[Start of Attachment]

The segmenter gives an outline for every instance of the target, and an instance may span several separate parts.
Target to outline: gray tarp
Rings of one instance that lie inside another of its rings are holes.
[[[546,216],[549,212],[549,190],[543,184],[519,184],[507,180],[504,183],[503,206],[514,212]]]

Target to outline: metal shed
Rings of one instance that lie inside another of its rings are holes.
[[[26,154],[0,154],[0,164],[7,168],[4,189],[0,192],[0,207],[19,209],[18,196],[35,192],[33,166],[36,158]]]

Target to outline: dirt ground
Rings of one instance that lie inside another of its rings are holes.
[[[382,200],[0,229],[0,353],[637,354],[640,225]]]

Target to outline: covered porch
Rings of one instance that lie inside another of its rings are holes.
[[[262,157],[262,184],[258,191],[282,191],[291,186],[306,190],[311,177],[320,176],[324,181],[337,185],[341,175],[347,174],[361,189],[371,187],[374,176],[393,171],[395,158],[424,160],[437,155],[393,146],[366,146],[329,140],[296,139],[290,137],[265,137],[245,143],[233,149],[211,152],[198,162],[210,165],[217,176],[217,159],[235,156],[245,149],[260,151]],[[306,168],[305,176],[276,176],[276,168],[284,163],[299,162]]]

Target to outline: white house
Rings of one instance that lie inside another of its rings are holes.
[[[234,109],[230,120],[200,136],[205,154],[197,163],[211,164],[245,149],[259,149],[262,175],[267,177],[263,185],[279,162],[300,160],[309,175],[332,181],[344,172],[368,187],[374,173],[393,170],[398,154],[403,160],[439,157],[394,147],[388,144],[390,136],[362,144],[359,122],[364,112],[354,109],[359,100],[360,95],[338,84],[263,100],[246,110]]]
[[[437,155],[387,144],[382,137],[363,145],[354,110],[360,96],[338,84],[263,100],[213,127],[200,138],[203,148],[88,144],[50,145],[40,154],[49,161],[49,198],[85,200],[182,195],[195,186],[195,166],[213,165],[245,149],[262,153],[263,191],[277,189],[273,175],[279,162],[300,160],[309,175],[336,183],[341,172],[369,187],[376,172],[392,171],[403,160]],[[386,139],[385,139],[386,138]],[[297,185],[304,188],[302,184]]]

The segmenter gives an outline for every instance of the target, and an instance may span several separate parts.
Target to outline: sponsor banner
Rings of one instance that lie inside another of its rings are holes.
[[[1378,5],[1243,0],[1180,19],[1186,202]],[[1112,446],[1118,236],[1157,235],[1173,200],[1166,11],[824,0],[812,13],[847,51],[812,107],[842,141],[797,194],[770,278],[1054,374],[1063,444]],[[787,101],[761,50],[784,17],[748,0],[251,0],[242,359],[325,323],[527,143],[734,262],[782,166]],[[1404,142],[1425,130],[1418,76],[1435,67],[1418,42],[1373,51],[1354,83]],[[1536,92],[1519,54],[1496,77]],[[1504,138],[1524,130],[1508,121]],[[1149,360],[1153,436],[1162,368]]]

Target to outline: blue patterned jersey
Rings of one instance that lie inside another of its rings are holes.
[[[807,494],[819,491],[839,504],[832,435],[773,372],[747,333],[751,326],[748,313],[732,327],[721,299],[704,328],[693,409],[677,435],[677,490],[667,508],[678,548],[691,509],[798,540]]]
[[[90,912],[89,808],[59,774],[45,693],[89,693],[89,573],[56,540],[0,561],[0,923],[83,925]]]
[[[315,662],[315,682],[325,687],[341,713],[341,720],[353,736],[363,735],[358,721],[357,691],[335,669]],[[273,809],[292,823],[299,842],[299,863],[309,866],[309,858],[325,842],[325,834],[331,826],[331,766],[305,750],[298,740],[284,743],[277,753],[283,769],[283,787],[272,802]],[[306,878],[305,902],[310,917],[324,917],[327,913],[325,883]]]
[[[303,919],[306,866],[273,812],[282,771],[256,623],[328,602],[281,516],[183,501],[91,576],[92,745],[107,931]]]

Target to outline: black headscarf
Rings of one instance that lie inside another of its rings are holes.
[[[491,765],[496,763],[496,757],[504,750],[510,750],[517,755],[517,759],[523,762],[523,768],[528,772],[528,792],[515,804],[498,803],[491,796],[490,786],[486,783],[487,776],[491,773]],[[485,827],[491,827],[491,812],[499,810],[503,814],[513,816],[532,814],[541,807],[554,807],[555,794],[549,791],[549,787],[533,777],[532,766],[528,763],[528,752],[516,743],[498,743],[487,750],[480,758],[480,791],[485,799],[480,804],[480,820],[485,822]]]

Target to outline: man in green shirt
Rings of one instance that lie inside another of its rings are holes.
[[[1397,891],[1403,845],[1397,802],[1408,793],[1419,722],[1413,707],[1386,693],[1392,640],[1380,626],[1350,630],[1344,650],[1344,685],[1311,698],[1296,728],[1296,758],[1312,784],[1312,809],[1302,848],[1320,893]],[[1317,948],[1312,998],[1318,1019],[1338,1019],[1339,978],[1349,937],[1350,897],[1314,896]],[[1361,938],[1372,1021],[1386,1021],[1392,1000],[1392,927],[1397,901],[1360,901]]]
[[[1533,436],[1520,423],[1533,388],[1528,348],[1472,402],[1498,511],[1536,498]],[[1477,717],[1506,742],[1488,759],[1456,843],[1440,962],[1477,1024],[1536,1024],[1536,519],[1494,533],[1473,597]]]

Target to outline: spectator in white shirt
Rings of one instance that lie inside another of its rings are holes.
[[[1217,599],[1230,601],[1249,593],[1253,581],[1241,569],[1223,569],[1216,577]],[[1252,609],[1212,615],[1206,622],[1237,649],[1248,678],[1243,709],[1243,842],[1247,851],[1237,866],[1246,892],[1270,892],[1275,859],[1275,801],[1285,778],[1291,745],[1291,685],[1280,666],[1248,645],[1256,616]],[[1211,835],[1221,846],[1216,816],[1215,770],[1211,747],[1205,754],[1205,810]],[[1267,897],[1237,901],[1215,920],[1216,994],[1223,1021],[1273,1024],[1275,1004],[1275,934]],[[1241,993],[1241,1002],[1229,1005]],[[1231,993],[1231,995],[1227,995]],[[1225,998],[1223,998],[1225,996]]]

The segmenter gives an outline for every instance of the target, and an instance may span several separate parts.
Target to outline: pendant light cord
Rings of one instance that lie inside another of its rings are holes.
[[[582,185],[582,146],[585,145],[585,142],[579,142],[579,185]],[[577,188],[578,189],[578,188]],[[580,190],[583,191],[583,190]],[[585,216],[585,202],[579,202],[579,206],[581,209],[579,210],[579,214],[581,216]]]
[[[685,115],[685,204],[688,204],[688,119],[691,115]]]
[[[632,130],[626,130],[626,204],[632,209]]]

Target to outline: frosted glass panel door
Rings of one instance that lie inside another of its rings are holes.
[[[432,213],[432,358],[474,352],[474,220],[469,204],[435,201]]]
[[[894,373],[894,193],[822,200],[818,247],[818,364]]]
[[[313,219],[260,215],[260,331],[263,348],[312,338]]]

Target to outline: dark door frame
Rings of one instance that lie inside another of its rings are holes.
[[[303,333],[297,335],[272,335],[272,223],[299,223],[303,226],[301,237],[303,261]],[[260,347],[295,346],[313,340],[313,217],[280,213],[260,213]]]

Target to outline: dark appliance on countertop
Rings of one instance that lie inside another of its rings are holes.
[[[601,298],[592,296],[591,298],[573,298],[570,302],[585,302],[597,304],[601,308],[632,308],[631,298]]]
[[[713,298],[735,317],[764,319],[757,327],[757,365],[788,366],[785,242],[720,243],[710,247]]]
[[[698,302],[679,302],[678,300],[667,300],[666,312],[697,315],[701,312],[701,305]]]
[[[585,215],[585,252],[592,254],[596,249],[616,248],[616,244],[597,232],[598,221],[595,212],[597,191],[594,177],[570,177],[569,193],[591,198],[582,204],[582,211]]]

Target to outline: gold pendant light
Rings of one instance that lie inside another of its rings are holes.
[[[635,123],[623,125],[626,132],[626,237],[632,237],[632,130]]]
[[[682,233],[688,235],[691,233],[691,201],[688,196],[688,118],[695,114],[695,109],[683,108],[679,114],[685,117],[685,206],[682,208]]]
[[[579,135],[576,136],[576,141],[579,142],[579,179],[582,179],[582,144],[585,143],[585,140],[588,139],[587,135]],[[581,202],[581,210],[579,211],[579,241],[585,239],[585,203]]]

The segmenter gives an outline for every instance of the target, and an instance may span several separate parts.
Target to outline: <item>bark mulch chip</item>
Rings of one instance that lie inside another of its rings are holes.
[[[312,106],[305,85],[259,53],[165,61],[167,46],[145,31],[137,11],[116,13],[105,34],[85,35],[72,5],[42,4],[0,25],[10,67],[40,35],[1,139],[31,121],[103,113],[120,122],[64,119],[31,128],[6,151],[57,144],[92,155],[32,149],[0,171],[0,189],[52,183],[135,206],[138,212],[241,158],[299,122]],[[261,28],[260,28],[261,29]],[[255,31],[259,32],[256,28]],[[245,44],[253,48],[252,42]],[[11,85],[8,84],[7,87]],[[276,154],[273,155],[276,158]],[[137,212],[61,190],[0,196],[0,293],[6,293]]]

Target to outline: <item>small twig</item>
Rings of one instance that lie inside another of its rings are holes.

[End of Attachment]

Work to complete. The word to find is "pendant". Copy every line of the records that holds it.

Response for this exercise.
Target to outline: pendant light cord
Target to outline: gold pendant light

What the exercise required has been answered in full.